### Given records
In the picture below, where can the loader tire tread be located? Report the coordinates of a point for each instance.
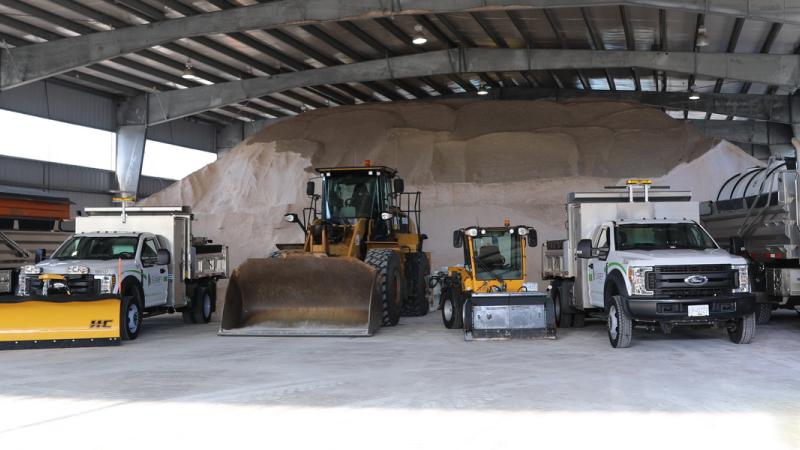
(387, 263)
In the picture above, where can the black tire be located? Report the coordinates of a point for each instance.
(620, 325)
(744, 329)
(563, 319)
(417, 271)
(131, 312)
(452, 310)
(390, 283)
(763, 313)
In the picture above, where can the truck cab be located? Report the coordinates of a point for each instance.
(640, 258)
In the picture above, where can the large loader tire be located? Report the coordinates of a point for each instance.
(417, 271)
(391, 285)
(131, 311)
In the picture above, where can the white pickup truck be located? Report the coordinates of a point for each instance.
(147, 255)
(641, 258)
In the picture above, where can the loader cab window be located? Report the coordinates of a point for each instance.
(97, 247)
(497, 255)
(662, 236)
(350, 196)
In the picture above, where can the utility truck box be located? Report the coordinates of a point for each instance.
(637, 255)
(147, 256)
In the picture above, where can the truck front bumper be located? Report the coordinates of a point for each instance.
(671, 310)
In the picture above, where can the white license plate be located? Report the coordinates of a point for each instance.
(698, 310)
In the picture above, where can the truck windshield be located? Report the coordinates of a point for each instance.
(497, 255)
(662, 236)
(84, 247)
(349, 196)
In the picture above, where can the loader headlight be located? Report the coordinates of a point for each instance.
(107, 283)
(78, 270)
(638, 279)
(742, 278)
(31, 269)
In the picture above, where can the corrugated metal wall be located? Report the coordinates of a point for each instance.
(84, 186)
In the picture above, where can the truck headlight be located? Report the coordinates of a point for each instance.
(31, 269)
(78, 270)
(638, 279)
(107, 283)
(742, 278)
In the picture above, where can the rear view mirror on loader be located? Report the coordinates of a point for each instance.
(399, 186)
(584, 249)
(458, 238)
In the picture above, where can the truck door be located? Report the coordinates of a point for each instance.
(154, 281)
(597, 265)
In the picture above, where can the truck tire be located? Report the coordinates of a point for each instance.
(763, 313)
(563, 319)
(620, 325)
(131, 311)
(390, 283)
(744, 329)
(417, 271)
(452, 310)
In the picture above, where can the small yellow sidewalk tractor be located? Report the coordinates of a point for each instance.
(488, 296)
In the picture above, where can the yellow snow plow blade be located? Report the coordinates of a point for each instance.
(302, 295)
(46, 322)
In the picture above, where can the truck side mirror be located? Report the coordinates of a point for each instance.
(584, 250)
(162, 257)
(533, 238)
(458, 238)
(737, 246)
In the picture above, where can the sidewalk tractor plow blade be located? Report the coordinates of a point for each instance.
(302, 295)
(509, 315)
(42, 322)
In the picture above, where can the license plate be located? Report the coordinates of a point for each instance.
(698, 310)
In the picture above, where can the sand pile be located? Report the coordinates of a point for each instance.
(475, 162)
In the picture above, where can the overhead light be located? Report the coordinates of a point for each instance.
(419, 38)
(702, 36)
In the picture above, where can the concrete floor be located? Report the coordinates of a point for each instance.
(417, 385)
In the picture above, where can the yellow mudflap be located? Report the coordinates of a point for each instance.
(58, 322)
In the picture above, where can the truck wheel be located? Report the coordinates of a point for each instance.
(744, 329)
(390, 283)
(417, 269)
(620, 326)
(452, 311)
(563, 319)
(763, 313)
(131, 313)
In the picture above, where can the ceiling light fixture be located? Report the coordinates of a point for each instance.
(419, 38)
(702, 36)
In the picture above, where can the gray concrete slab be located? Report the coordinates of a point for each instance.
(417, 385)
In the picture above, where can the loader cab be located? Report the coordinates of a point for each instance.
(494, 257)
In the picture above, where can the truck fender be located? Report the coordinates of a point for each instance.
(615, 285)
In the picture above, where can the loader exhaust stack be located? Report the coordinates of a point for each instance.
(302, 295)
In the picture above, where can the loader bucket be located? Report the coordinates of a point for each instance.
(302, 295)
(509, 315)
(63, 321)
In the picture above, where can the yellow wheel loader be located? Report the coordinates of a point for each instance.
(360, 266)
(488, 296)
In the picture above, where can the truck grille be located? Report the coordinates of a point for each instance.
(671, 280)
(77, 284)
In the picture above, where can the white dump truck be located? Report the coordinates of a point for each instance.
(145, 255)
(637, 255)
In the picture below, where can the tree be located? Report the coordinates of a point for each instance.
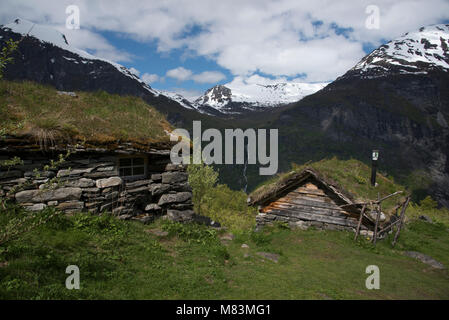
(6, 54)
(202, 178)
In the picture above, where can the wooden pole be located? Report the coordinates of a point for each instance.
(377, 219)
(390, 195)
(404, 207)
(360, 222)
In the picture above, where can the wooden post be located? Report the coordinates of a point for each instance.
(379, 211)
(404, 207)
(360, 222)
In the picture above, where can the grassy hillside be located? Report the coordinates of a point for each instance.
(127, 260)
(37, 110)
(352, 176)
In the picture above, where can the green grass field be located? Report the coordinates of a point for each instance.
(125, 260)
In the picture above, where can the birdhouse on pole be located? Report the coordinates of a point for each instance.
(375, 157)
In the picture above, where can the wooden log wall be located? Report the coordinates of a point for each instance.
(309, 202)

### Instruction
Update all of the entries above by replacing "Report the coordinates of a point" with "Give the location of one point" wherever it appears, and leave everything else unchanged. Omit the pictures from your answer.

### Completed exercise
In the picture below, where can the loader tire tread be located? Give the location of one point for each instance.
(387, 263)
In the picture above, where can the black tire be located? Give the location of one point for each instance.
(620, 325)
(744, 329)
(563, 319)
(417, 271)
(131, 312)
(452, 310)
(390, 283)
(763, 313)
In the picture above, where can the truck cab be located? Give the location of one point for each instance.
(640, 258)
In the picture above, where can the large loader tire be located? Give the location of one point for each instance.
(417, 271)
(391, 285)
(131, 311)
In the picture above, where can the white pickup truck be located? Give the location of one point for each instance.
(147, 255)
(641, 258)
In the picture above, where can the loader cab window be located? Give the location of one point for each instance.
(97, 247)
(497, 255)
(662, 236)
(350, 196)
In the picture above, where can the utility truck box be located? Give the location of one point for each instance.
(637, 255)
(147, 256)
In the picture above, where can the truck front bumper be located? Give the location of one point for each instance.
(671, 310)
In the picture above, where can the white license plate be located? Give the location of one point for each instance.
(698, 310)
In the picture above, where can the truck windshield be located? Give the location of one point for each instance.
(497, 255)
(662, 236)
(84, 247)
(349, 196)
In the picture above, where can the loader headlight be located? Give the location of one point for each instance.
(107, 283)
(78, 270)
(638, 279)
(742, 278)
(31, 269)
In the picture above, where can the corrugated metal wall be located? Give the location of one point for each instance.
(84, 186)
In the picture above, where can the truck headlight be located? Give the location of one point for each instance.
(31, 269)
(78, 270)
(638, 279)
(107, 283)
(742, 278)
In the picture above, where can the rear view mirror on loader be located? Give the location of one point for each instance.
(399, 186)
(584, 249)
(458, 238)
In the picture above, where can the truck door be located? Give the location of one point for each instance.
(154, 281)
(597, 265)
In the picture above, where can the truck tire be located? Give the location of one point for each instance.
(763, 313)
(563, 319)
(620, 325)
(131, 311)
(390, 283)
(744, 329)
(417, 271)
(452, 310)
In the picture above, where can the small yellow sidewalk tractor be located? Give the location of one point for each instance.
(488, 296)
In the picture above, where can the yellow snow plow blade be located? Give the location of one point for each instance.
(302, 295)
(46, 322)
In the picture above, where can the truck side mirror be located? Give the location of one point for each instance.
(584, 250)
(162, 257)
(533, 238)
(458, 238)
(737, 246)
In the picture above, where can the sidewalk tractor plow blade be located? Give the location of one point for each instance.
(302, 295)
(509, 315)
(42, 322)
In the picture above, where can the license plate be located? Give the location of one point for each instance.
(698, 310)
In the picture above, where can the sand pile be located? Give the location of one point for each instance.
(475, 162)
In the picture above, where can the overhead light be located? Give the location of one point for each instance.
(419, 38)
(702, 36)
In the picture above, where can the concrete floor be located? Give the location of one point for each instance.
(417, 385)
In the picture above, where can the yellow mudflap be located? Give the location of one point for each instance.
(58, 322)
In the picture above, where can the truck wheel be located? Give the location of one point for each instance.
(744, 329)
(390, 283)
(417, 269)
(620, 326)
(452, 311)
(563, 319)
(763, 313)
(131, 313)
In the picture above, where can the ceiling light fixture be located? Give the location of one point for each instance.
(419, 38)
(702, 36)
In the picture above, where can the gray concrete slab be located? Give the location of one point for each instance.
(417, 385)
In the picture above, where can the loader cab be located? Give the location of one point for each instance.
(494, 257)
In the picture above, where can the truck fender be located? Give the location of one point for each instance.
(615, 285)
In the picture above, where can the loader exhaust stack be located? Give the location of one point for each instance.
(302, 295)
In the picture above, where can the loader bucket be located? Give the location of one point for each instance.
(302, 295)
(509, 315)
(63, 321)
In the picture above, where can the yellow wheel loader be located? Give the location of one point for each instance.
(360, 266)
(488, 296)
In the picture above, where can the truck grille be located? Give the location of one point for each instance.
(671, 280)
(77, 284)
In the picture above, where can the white dump truck be located? Give the location of one point for each instance.
(145, 255)
(637, 255)
In the picture below, where can the tree be located? Give the location of one point for each instance.
(6, 54)
(202, 178)
In the picture above, where can the wooden pole be located? Give the location of one point for each instance.
(377, 219)
(390, 195)
(404, 207)
(360, 222)
In the picture above, where can the wooden post be located? Give the location of one point for each instance.
(379, 211)
(404, 207)
(360, 222)
In the picture above, where can the grassy hillside be located? Give the location of one point for each instance.
(127, 260)
(37, 110)
(352, 176)
In the picture above, where can the green grass field be located? Give the location of one point for each instance.
(125, 260)
In the picture above, where can the birdhouse on pole be located? Give the location of one point for each instance.
(375, 157)
In the picture above, where can the wooden log wall be located? Give the location of one point for each instance.
(309, 202)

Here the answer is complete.